[Data entries]
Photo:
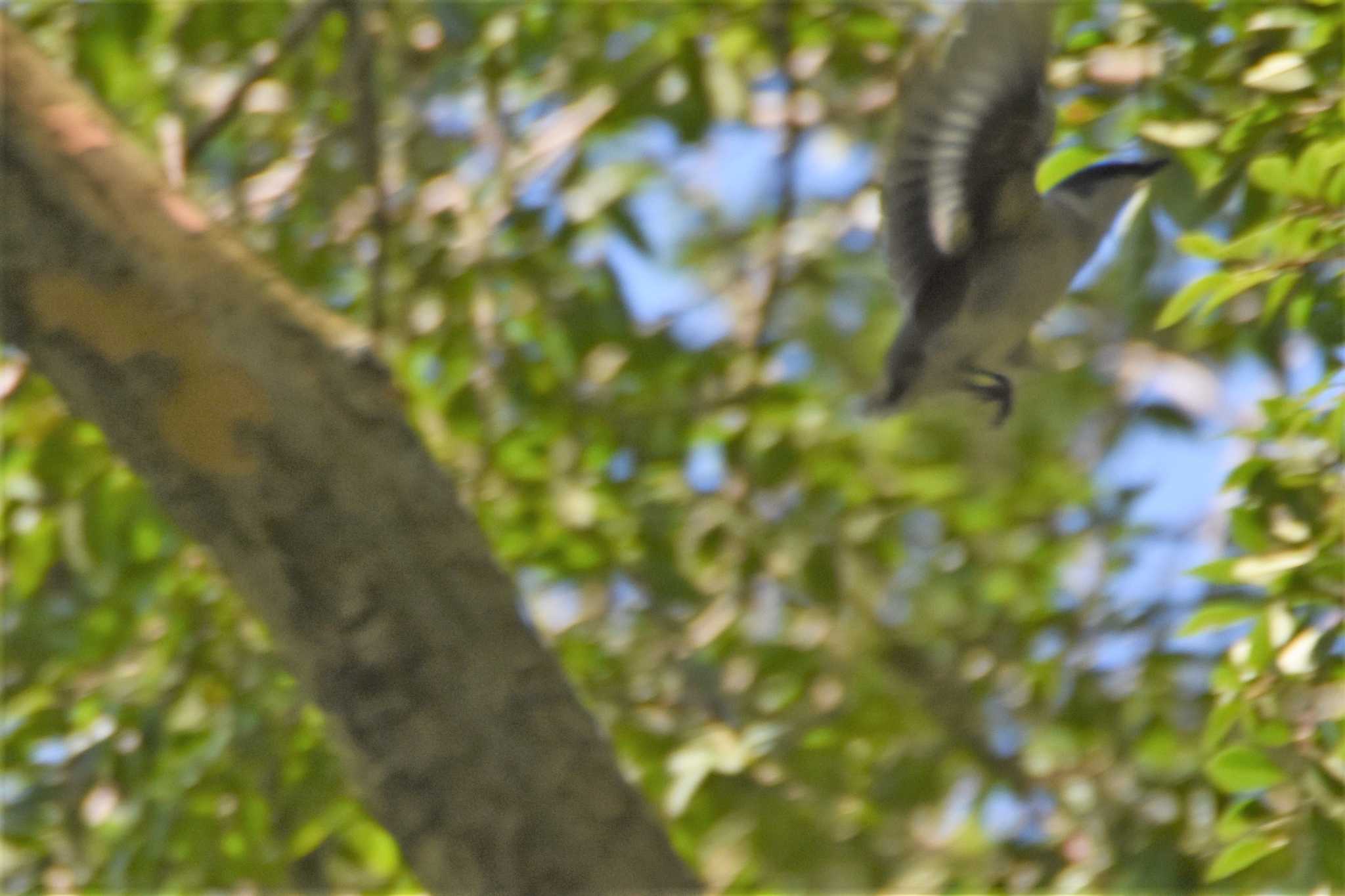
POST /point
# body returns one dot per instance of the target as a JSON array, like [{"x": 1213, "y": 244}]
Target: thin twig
[
  {"x": 368, "y": 123},
  {"x": 300, "y": 26},
  {"x": 775, "y": 276}
]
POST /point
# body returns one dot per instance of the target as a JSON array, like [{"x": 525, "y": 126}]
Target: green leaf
[
  {"x": 1188, "y": 297},
  {"x": 1064, "y": 163},
  {"x": 1237, "y": 284},
  {"x": 1270, "y": 172},
  {"x": 1238, "y": 769},
  {"x": 1242, "y": 855},
  {"x": 1310, "y": 172},
  {"x": 1219, "y": 723},
  {"x": 1218, "y": 616},
  {"x": 1278, "y": 292},
  {"x": 1200, "y": 244}
]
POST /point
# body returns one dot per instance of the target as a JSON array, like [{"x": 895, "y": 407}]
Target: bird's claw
[{"x": 998, "y": 390}]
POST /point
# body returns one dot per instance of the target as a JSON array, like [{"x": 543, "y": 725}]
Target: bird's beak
[{"x": 1152, "y": 167}]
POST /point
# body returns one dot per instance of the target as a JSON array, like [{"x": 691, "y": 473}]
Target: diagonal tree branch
[{"x": 267, "y": 430}]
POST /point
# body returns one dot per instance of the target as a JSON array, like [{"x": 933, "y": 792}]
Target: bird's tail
[{"x": 904, "y": 364}]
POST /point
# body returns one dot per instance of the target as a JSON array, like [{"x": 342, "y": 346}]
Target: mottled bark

» **Directive**:
Transcribe the whole listing, character for character, but not its images.

» **The result**:
Photo:
POST /point
# body returns one dot per instance of the target as a JSON array, like [{"x": 1213, "y": 244}]
Target: thin twig
[
  {"x": 368, "y": 123},
  {"x": 300, "y": 26},
  {"x": 775, "y": 276}
]
POST /point
# body returns one dot per instance of the target as a JSON array, like [{"x": 525, "y": 126}]
Target: green leaf
[
  {"x": 1188, "y": 297},
  {"x": 1064, "y": 163},
  {"x": 1237, "y": 284},
  {"x": 1270, "y": 172},
  {"x": 1238, "y": 769},
  {"x": 1242, "y": 855},
  {"x": 1310, "y": 172},
  {"x": 1219, "y": 723},
  {"x": 1218, "y": 616},
  {"x": 1278, "y": 292},
  {"x": 1200, "y": 244}
]
POST /point
# body returns one dot per instance of the target as a JSON array, like [{"x": 895, "y": 407}]
Target: bird's claw
[{"x": 998, "y": 390}]
POST /point
# body returns one dot per instance of the target as a JSON array, like [{"x": 543, "y": 725}]
Target: bird's beak
[{"x": 1152, "y": 167}]
POST /point
# body returns one dot per instance of the target as a JSON array, like [{"x": 691, "y": 473}]
Target: diagonal tree branch
[{"x": 267, "y": 430}]
POST /point
# body returns one dot per instance of the target as a JSON array, like [{"x": 933, "y": 792}]
Target: bird's tail
[{"x": 904, "y": 364}]
POST /point
# body returns one dot per instance of the target as a JSON array, like [{"x": 342, "y": 346}]
Target: mottled bark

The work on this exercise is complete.